** Opening DATA SUPPLIED block **

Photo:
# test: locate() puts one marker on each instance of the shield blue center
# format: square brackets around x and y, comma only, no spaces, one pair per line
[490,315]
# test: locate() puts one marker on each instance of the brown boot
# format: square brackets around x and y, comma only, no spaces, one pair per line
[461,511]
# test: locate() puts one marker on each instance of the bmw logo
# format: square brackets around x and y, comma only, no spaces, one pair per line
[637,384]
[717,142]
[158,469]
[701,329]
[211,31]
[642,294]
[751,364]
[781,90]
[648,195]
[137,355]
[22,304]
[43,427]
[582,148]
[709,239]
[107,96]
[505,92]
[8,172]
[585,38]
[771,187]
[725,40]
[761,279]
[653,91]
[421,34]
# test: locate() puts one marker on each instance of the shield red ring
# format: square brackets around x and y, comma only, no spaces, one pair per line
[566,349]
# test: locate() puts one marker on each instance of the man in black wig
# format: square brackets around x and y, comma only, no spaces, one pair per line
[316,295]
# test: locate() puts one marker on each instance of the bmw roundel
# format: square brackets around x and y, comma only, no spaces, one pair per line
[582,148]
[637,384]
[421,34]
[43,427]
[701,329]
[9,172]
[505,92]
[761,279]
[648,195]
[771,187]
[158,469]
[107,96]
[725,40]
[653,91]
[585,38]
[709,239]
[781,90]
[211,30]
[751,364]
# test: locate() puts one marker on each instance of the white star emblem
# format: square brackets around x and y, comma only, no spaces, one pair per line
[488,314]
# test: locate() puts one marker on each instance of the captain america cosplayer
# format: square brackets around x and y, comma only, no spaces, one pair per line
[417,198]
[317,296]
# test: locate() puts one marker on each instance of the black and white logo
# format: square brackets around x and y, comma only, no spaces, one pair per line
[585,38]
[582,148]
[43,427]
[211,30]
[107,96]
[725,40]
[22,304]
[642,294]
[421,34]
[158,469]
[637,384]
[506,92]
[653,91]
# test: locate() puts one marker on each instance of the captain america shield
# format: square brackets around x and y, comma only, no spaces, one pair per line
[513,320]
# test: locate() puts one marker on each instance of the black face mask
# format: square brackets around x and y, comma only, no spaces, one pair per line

** Closing DATA SUPPLIED block **

YOUR GOAL:
Take the records shown above and output them again exactly.

THE COMPLETED TASK:
Photo:
# test: locate() puts one marker on each instance of the shield blue center
# format: square brackets around x and y, comma only, no spaces, one pair per line
[490,315]
# test: locate() puts one marker on each instance of the brown boot
# format: square brackets around x and y, comma only, no spaces, one pair per line
[461,511]
# test: locate() puts one marker on each instance of the bmw logo
# format: square brackets around x and y, comma only, no spaces, one pair per line
[637,384]
[717,142]
[158,469]
[701,329]
[211,31]
[642,294]
[751,364]
[781,90]
[648,195]
[137,355]
[22,304]
[43,427]
[582,148]
[709,239]
[107,96]
[505,92]
[8,172]
[585,38]
[771,187]
[725,40]
[761,279]
[653,91]
[421,34]
# test: locate() puts one marker on each instance of the shield red ring
# format: square brackets around x and y, comma only, no spaces, one pair per line
[566,349]
# test: locate() puts one marker on each instance of the man in black wig
# format: square brackets around x and y, comma only, no spaces, one pair per line
[316,295]
# test: locate() puts one marker on each instance of the bmw roundel
# format: square brackets around x and y, comma only, no spaces, one pair per line
[582,148]
[637,384]
[421,34]
[43,427]
[701,329]
[9,172]
[505,92]
[761,279]
[648,195]
[771,187]
[158,469]
[107,96]
[725,40]
[653,91]
[585,38]
[709,239]
[781,90]
[211,30]
[751,364]
# test: locate() puts one marker on each instance of the white star emblem
# format: square brackets around x and y, comma only, no spaces, one pair per line
[488,314]
# test: locate() puts one marker on each instance of the captain america cosplayer
# format: square brackets around x and y, comma only, no spaces, one pair per line
[417,198]
[317,296]
# test: locate() puts one marker on each instance of the black and white logo
# format: square brackets around x and y, comma only, no spaces, one pair per line
[585,38]
[582,148]
[43,427]
[211,30]
[107,96]
[725,40]
[22,304]
[642,294]
[421,34]
[158,469]
[637,384]
[506,92]
[653,91]
# test: locate() puts one marker on each instance of the captain america shield
# format: square brackets around x and y, comma only, no spaces, one pair per line
[513,320]
# test: locate() puts one marker on each instance of the black face mask
# format: square brackets around x and y, comma only, no spaces, one pair per line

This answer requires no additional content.